Document segment:
○ ○ ○ ○

A BUNCH OF PUNCTUATION

A collection of peppy poems and clever pictures explains different forms of punctuation.

Rebecca Kai Dotlich’s “A Punctuation Tale” kicks off the proceedings with a punny description of a day full of punctuation; goodnight is “cuddled / in quotation marks.” Ensuing poems discuss the comma, the apostrophe, the dash (“A subdued dude / in tweet and text / he signals what / is coming next”), the colon, the exclamation point, and ellipses. Allan Wolf’s poem about this last is called “…” and begins, “The silent ellipsis… / replaces…words missed.” Prince Redcloud’s “Question Marks” is particularly delightful, with the question “Why?” dancing diagonally down in stair steps. The emphatic answer is a repeated “Because!” Other poems pay tribute to quotation marks, the hyphen, and the period. Michele Kruger explains “The Purpose of Parentheses”: “inside a pair / ( ) ( ) ( ) ( ) ( ) ( ) ( ) ( ) / of slender curves / we’ll hold your few / inserted words.” The final poem is editor Hopkins’ own, “Lines Written for You to Think About” (inspired by Carl Sandburg), urging young readers to write their own verses employing (what else?) punctuation. The 12 poets included work with a variety of devices and styles for an always-fresh feel. Bloch’s illustrations are delightfully surprising, both illustrating each poem’s key points and playfully riffing on the punctuation itself.

○ ○ ○ ○

Requirement 1:
Identify every line in the entries that contains the string "building" with matching case, and copy each of those lines.
The review and the entries come from unrelated sources.

[Point labels for objects]

○ ○ ○ ○

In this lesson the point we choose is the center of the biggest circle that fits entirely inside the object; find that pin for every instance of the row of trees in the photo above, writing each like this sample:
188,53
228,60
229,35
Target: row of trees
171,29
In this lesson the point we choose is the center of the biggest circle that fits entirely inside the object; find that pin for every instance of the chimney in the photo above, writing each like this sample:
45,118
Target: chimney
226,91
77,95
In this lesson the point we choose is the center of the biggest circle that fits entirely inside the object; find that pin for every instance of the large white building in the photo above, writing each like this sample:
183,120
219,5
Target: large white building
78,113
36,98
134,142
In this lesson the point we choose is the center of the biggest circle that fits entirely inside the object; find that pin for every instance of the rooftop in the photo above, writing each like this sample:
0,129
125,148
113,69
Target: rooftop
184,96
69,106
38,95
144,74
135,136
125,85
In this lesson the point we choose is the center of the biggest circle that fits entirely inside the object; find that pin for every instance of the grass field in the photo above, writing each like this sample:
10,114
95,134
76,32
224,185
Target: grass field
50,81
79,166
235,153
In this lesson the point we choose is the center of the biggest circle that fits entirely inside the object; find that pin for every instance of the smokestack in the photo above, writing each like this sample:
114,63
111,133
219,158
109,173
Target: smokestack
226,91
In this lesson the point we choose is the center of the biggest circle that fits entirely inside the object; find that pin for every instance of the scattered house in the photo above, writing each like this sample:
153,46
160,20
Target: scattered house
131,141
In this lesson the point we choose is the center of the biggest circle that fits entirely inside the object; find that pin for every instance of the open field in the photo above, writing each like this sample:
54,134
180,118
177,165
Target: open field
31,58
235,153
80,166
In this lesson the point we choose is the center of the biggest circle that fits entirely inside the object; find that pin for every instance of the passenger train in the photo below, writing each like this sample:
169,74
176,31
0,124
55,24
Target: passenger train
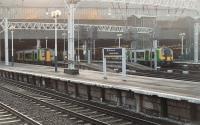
164,56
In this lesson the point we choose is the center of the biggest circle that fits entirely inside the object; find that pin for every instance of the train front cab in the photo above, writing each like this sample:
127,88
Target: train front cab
165,57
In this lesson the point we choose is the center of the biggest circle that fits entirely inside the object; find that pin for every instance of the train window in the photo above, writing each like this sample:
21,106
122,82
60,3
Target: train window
140,55
166,51
35,56
152,55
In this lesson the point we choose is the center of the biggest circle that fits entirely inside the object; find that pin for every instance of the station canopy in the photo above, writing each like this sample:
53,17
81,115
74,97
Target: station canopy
100,9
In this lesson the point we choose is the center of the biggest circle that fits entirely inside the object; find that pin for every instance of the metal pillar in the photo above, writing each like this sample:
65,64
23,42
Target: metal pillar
155,42
6,42
46,42
0,50
94,44
104,66
12,48
124,64
56,65
196,42
182,38
71,36
119,42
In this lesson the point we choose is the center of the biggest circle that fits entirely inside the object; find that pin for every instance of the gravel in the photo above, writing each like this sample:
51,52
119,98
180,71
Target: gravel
38,113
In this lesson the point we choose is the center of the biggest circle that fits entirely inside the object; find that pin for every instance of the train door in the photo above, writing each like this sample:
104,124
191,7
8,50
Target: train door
48,56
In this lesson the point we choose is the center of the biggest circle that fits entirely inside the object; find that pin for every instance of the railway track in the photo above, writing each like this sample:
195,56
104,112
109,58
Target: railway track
86,113
9,116
174,76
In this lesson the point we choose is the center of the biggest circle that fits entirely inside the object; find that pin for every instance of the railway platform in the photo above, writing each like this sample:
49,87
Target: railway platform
171,99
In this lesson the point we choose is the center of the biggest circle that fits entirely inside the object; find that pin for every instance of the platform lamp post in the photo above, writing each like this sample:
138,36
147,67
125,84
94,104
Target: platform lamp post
12,31
182,35
46,38
55,15
64,49
119,36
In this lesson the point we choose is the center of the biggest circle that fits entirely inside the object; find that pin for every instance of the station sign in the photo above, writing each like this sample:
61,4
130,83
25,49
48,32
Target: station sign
112,52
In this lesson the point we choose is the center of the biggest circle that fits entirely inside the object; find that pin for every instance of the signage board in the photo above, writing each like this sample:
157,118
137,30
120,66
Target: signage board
112,52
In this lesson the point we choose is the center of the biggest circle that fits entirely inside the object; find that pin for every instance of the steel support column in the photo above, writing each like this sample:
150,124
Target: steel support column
56,59
71,36
6,41
196,42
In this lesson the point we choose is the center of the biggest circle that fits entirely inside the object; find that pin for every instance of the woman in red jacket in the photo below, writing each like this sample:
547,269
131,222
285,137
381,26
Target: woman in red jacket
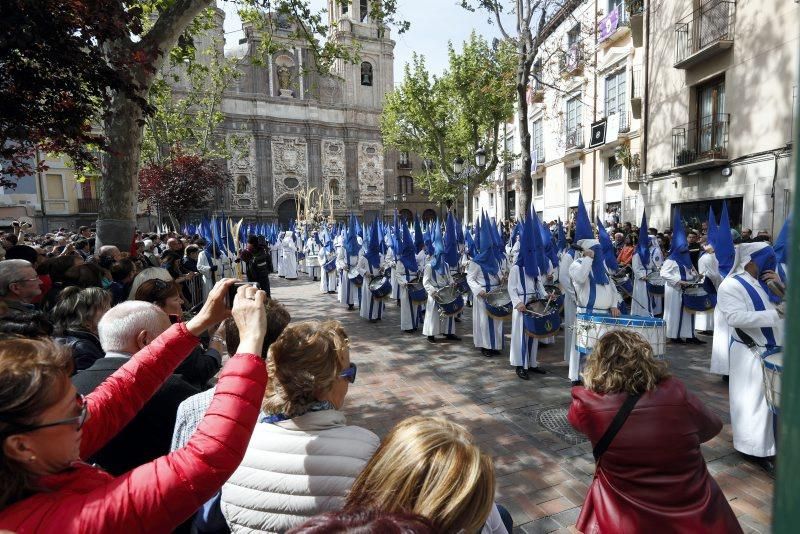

○ ○ ○ ○

Requirement 2:
According to the review, who inspired the final poem, the one written by editor Hopkins?

Complete answer 1:
In this lesson the point we choose is the center of the biggest circle that fits entirely inside the object; find that pin for every instance of the large white building in the photo above, writing each like this sample:
Target: large white building

Complete answer 2:
Carl Sandburg inspired it.